### SUPPLIED MATERIAL:
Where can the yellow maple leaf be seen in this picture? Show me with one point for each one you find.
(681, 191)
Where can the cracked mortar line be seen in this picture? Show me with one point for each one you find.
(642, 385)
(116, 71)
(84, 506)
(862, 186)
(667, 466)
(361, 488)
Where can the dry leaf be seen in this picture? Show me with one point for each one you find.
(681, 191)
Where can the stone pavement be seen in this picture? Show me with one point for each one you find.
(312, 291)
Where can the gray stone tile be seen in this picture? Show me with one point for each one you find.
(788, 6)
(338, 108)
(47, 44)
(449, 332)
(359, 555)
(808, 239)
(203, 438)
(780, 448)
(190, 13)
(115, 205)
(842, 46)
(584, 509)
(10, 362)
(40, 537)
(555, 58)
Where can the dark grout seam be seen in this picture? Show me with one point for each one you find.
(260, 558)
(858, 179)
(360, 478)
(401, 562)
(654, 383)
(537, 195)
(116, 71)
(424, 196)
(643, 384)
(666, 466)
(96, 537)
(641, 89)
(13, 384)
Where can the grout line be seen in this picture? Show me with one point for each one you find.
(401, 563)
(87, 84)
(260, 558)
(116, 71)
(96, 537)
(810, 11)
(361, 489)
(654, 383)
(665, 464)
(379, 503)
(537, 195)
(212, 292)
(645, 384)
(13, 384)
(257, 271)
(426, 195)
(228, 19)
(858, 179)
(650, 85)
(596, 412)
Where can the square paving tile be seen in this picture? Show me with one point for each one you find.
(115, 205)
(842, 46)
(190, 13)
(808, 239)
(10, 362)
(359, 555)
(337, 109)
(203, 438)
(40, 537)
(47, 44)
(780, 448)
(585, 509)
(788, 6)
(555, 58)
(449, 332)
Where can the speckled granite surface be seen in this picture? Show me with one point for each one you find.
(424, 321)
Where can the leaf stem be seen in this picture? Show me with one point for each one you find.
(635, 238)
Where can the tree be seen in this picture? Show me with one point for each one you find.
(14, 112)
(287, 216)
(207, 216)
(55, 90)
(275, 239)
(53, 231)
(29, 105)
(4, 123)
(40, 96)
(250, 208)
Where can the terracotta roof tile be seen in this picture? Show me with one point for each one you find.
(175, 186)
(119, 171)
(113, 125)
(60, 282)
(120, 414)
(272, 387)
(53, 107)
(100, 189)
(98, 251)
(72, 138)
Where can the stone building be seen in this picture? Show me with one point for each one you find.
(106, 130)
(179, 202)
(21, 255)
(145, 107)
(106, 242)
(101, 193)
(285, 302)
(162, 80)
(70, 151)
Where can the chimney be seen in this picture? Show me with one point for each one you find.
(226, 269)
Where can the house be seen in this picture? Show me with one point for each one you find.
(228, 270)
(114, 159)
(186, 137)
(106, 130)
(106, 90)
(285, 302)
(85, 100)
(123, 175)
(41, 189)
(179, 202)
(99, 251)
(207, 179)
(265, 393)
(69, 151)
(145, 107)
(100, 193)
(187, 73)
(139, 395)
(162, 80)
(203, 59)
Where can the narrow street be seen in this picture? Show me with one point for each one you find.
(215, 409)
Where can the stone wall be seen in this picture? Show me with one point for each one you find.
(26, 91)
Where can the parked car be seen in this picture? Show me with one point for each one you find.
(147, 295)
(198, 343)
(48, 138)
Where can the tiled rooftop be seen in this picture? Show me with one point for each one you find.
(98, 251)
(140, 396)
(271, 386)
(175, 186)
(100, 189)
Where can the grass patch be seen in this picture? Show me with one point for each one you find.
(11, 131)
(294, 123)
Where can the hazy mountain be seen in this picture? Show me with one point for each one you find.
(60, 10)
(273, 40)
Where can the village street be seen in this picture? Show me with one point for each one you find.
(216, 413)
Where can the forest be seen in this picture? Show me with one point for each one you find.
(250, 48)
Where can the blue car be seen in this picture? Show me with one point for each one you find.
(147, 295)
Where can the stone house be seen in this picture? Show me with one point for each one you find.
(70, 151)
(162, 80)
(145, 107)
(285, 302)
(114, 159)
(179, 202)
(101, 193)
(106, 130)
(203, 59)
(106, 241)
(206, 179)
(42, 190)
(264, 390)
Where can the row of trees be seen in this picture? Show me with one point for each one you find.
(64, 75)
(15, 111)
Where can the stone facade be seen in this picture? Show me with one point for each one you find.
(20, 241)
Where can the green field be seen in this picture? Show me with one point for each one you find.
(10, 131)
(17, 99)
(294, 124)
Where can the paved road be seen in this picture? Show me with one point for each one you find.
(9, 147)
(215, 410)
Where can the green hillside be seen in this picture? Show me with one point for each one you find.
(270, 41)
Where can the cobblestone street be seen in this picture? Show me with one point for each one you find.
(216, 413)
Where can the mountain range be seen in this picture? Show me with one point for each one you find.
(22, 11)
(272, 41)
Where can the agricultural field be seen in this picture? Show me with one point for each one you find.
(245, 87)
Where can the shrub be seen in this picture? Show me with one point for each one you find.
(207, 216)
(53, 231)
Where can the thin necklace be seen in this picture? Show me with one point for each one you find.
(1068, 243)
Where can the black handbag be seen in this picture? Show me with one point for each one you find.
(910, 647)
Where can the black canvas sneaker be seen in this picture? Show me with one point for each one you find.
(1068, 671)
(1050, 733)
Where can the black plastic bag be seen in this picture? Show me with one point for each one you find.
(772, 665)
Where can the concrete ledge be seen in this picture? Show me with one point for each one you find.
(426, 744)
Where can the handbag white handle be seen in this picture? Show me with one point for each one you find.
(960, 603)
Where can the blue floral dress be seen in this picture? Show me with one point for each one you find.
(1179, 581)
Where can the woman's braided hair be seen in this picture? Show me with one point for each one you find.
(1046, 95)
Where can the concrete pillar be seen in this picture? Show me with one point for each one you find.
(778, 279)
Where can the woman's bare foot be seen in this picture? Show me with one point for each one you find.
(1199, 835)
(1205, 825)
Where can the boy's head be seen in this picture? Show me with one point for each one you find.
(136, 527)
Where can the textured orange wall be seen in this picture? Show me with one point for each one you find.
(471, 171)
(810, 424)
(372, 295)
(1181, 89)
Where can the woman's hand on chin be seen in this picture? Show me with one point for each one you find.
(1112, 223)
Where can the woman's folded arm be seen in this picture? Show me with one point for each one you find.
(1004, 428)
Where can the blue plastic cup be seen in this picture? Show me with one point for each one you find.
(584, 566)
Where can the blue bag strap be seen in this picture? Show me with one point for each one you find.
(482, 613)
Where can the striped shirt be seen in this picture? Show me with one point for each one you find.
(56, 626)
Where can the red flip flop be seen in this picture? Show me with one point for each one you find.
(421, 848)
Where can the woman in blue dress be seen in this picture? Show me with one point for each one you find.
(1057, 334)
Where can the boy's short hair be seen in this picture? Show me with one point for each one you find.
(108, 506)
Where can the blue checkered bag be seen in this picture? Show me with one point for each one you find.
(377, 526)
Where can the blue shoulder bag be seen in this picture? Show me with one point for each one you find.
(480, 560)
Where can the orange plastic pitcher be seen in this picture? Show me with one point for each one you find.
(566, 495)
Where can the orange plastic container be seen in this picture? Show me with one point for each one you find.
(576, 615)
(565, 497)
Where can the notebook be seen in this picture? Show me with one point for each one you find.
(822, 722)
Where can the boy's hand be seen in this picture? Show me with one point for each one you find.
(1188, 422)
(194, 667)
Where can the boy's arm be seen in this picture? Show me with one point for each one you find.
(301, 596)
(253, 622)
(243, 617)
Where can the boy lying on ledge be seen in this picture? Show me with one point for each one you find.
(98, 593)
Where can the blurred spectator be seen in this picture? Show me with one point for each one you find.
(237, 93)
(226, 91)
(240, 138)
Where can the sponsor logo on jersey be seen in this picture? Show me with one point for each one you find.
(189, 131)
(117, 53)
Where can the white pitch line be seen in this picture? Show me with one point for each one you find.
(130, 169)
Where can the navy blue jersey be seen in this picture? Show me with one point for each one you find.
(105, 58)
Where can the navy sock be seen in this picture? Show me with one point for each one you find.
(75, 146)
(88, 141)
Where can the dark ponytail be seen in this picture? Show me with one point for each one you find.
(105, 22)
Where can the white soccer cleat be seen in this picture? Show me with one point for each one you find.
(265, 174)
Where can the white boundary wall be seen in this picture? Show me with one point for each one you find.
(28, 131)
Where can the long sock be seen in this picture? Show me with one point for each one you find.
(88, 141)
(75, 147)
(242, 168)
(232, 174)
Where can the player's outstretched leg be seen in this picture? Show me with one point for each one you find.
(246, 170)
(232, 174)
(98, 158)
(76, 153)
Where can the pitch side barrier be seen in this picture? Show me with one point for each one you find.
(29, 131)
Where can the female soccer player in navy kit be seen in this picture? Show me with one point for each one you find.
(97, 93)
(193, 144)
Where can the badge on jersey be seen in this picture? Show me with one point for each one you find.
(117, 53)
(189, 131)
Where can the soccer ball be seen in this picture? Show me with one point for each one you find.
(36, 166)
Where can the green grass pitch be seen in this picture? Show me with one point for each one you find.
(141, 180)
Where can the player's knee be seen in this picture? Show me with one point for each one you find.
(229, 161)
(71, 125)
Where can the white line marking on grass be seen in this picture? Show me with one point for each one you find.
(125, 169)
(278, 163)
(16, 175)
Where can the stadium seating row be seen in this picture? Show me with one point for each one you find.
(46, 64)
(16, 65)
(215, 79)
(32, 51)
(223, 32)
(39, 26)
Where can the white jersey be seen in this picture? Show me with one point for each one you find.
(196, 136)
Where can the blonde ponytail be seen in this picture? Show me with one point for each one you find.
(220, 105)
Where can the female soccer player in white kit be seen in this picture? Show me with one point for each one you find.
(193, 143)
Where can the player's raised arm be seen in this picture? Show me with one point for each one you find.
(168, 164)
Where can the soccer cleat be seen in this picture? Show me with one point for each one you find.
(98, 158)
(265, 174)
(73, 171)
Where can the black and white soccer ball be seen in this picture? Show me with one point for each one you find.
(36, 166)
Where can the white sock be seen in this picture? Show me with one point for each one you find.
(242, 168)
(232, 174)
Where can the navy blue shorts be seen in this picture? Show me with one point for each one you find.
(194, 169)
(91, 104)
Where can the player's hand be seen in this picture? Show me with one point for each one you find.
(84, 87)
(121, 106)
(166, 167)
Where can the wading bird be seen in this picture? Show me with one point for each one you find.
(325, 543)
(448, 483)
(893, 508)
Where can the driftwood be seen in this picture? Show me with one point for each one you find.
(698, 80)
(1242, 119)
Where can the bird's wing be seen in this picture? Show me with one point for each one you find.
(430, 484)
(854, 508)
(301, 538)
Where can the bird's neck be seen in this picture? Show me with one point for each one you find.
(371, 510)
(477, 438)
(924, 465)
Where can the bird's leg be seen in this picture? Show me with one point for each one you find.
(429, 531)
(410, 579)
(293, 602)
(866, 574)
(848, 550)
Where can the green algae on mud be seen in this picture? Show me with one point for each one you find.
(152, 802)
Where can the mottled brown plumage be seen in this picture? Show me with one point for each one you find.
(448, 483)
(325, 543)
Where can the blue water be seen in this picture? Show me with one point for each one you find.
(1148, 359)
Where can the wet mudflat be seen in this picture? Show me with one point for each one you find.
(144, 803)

### STATED PROBLEM:
Reproduce the records above exactly, starting with the line that contains "Where can the white jersey" and ending with the last line.

### RESULT OF THIS TASK:
Where can the white jersey be seen in this picture? Show me with one point for each one you find.
(196, 136)
Where can the blonde ponytail be seen in this picture? Show me with one point for each one you find.
(220, 105)
Where can the female soccer player in white kit be seen in this picture? Show me with one point for each one you find.
(193, 143)
Where can the player's raised arm be seen in this picture? Show me with one point for each one you find.
(168, 164)
Where can the soccer cleat be seen in this picture? Show me with one point for each one you find.
(98, 158)
(265, 174)
(73, 171)
Where can the black and white soccer ball be seen in this picture? Show me with one point for each one you find.
(36, 166)
Where can the white sock be seen in this picture? Show me with one point for each one you find.
(242, 168)
(232, 174)
Where can the navy blue shorts be seen in this picture? Show me with one point for each one you find.
(194, 169)
(91, 104)
Where can the player's hand be seen in this picture? Show me with one point for each one you find.
(84, 87)
(121, 106)
(166, 167)
Where can the wading bird be seen in this picture? Show me with one point for each one you find.
(325, 543)
(448, 483)
(893, 508)
Where can the driftwood be seen in this picture? Show me with one point for each one you find.
(698, 80)
(1242, 119)
Where can the bird's wing be seen in this picture? Show me with one point for each one you find.
(430, 484)
(854, 508)
(301, 538)
Where can the bird's neck be seen in this picture? Show me with one point for each one you find.
(371, 510)
(477, 438)
(924, 465)
Where can the bird's leg be seen in this picture? Show me with one point for each one you find.
(429, 531)
(410, 579)
(293, 602)
(866, 574)
(848, 550)
Where can the green algae on mud be seen in this picture? Show me with one point for each one you find.
(152, 802)
Where can the mottled brown plumage be seen in this picture? Show me with one point for each one you find.
(448, 483)
(325, 543)
Where can the blue water be seen in this picture? Show me with one point for each one you find.
(1148, 359)
Where can the wet mudflat be seen in this picture? Show me with one point for each one you find.
(144, 803)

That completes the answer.